» Extrait fourni
Bart De Wever
Bart De Wever en est à son sixième mandat à la tête de la N-VA © BELGA

Cordon sanitaire, fin de la Belgique, « wokisme » : voici ce que pense vraiment Bart De Wever

Nicolas De Decker
Nicolas De Decker Journaliste au Vif

Il domine la vie politique depuis vingt ans. Dans six mois, le président de la N-VA pourrait décider de l’avenir de la Belgique. Mais que pense vraiment Bart De Wever?

» Bloc de données
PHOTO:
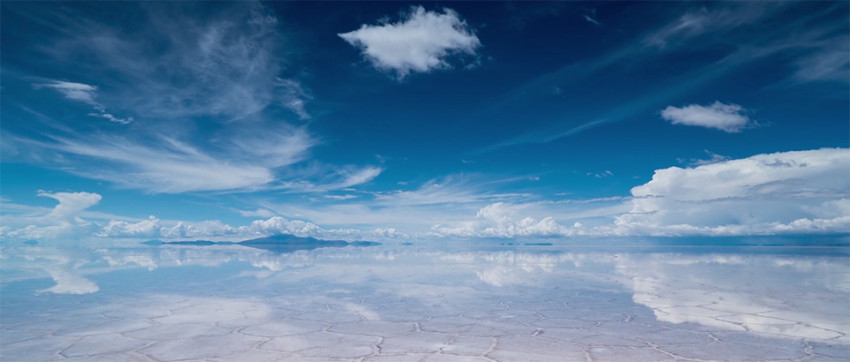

» Consigne de travail
Relève en entier, mot pour mot, l'extrait sur Bart De Wever.

» Réponse proposée
Bart De Wever
Bart De Wever en est à son sixième mandat à la tête de la N-VA © BELGA

Cordon sanitaire, fin de la Belgique, « wokisme » : voici ce que pense vraiment Bart De Wever

Nicolas De Decker
Nicolas De Decker Journaliste au Vif

Il domine la vie politique depuis vingt ans. Dans six mois, le président de la N-VA pourrait décider de l’avenir de la Belgique. Mais que pense vraiment Bart De Wever?